Rule 1:- If RDSE is H and DSM is H and CP is H, then QDS is H.

Rule 2:- If RDSE is H and DSM is H and CP is M, then QDS is H.

Rule 26:- If RDSE is L and DSM is L and CP is M, then QDS is L.

Rule 27:- If RDSE is L and DSM is L and CP is L, then QDS is L.

  • Quality of Development Process (QDP) There are two input nodes and three linguistic states in each of the input nodes in this output node: low (L), medium (M), and high (H). Consequently, there are nine rules in total. Thus following fuzzy rules have been designed:

Rule 1:- If QDS is H and DPF is H, then QDP is H.

Rule 2:- If QDS is H and DPF is M, then QDP is H.

Rule 8:- If QDS is L and DPF is M, then QDP is L.

Rule 9:- If QDS is L and DPF is L, then QDP is L.

  • Overall Development Process Effectiveness (ODPE) In this output node, there are also two input nodes and three linguistic states in each of the input nodes: low (L), medium (M), and high (H) and thus there are total 9 rules. Following fuzzy rules are developed.

Rule 1:- If QDP is H and EDP is H, then ODPE is H.

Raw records

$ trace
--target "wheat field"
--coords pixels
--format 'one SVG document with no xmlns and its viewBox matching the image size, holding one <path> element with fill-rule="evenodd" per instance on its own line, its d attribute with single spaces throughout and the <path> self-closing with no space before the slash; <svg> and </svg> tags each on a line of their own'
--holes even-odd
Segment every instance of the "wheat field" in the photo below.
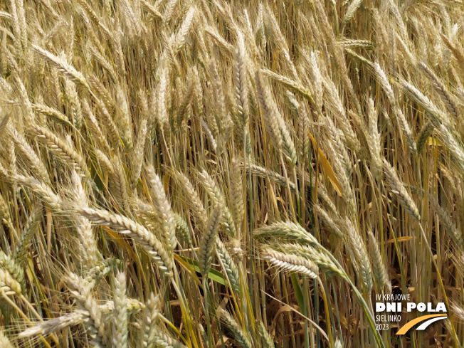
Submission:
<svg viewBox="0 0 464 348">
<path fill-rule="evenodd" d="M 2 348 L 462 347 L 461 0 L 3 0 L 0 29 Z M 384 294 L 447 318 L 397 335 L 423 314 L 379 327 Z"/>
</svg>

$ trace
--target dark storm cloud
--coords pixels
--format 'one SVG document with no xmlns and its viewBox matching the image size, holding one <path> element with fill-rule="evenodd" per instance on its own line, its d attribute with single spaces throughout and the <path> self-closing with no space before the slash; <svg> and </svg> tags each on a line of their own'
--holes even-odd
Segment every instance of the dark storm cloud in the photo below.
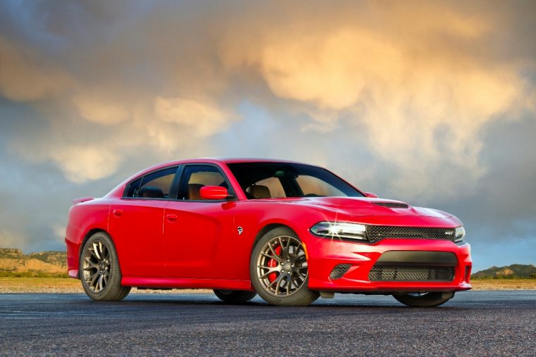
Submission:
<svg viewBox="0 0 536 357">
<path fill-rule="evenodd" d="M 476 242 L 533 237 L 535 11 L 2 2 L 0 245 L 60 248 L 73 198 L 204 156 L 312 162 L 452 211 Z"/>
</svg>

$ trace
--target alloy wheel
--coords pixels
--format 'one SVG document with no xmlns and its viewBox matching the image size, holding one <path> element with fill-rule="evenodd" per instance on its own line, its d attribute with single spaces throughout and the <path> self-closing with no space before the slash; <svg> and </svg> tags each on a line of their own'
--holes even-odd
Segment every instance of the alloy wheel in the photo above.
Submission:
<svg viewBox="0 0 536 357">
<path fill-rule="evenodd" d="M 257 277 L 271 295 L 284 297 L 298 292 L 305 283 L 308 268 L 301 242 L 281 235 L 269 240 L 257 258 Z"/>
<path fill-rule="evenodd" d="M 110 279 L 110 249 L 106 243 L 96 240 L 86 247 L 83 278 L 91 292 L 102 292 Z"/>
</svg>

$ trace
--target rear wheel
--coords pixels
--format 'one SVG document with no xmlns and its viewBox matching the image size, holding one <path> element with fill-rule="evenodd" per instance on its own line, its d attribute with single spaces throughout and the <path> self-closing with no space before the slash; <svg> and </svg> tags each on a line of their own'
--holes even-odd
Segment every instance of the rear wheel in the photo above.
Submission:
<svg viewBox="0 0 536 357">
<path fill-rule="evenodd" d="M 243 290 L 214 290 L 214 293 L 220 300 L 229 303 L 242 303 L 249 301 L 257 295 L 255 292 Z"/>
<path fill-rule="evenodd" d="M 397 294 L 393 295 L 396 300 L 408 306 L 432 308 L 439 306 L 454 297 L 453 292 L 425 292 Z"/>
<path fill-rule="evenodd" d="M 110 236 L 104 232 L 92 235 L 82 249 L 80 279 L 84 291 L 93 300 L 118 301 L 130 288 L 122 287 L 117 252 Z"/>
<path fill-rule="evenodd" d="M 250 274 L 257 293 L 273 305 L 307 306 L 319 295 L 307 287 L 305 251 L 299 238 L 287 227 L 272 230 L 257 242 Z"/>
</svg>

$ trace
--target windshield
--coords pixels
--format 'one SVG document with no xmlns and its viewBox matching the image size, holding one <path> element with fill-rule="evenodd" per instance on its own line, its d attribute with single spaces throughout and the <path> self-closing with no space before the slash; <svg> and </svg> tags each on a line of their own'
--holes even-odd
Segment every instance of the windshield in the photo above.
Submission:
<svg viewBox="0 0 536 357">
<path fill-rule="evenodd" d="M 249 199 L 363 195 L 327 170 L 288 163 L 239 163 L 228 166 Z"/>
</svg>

TASK INSTRUCTIONS
1. Print the fuzzy rules passage from "Rule 9:- If" up to and including "rules are developed.".
2. According to the fuzzy rules passage, how many rules are there in total for the Quality of Development Process (QDP) output node?
3. Write the next part of the fuzzy rules passage, continuing from where it stops.

RESPONSES PER TASK
1.
Rule 9:- If QDS is L and DPF is L, then QDP is L.

  • Overall Development Process Effectiveness (ODPE) In this output node, there are also two input nodes and three linguistic states in each of the input nodes: low (L), medium (M), and high (H) and thus there are total 9 rules. Following fuzzy rules are developed.

2. There are nine rules in total.

3.
Rule 2:- If QDP is H and EDP is M, then ODPE is H.

Rule 8:- If QDP is L and EDP is M, then ODPE is L.

Rule 9:- If QDP is L and EDP is L, then ODPE is L.

  • Probability of Defects in Development (PDD) This output node has only one input node and three linguistic states, such as low (L), medium (M), and high (H) and thus only 3 fuzzy rules are being developed.

Rule 1:- If ODPE is H, then PDD is L.

Rule 2:- If ODPE is M, then PDD is M.

Rule 3:- If ODPE is L, then PDD is H.

4.4 Fuzzy inference and defuzzification

The output of each fuzzy rule is evaluated and combined by the fuzzy inference engine. An algorithm for fuzzy inference converts one fuzzy set into another. The crisp value must be retrieved as an output in various applications, and fuzzy set is mapped into crisp value using defuzzification techniques like centroid, max–min, bisection, etc. The proposed approach calculates the crisp value using centroid method of defuzzification, commonly known as center of area or center of gravity. This method of defuzzification is the most popular and physically pleasing method available [28]. The output of defuzzification for the first evidence of node QDS is shown in Fig. 12. The MATLAB Fuzzy Logic Toolbox is used to perform the fuzzy inference and defuzzification process.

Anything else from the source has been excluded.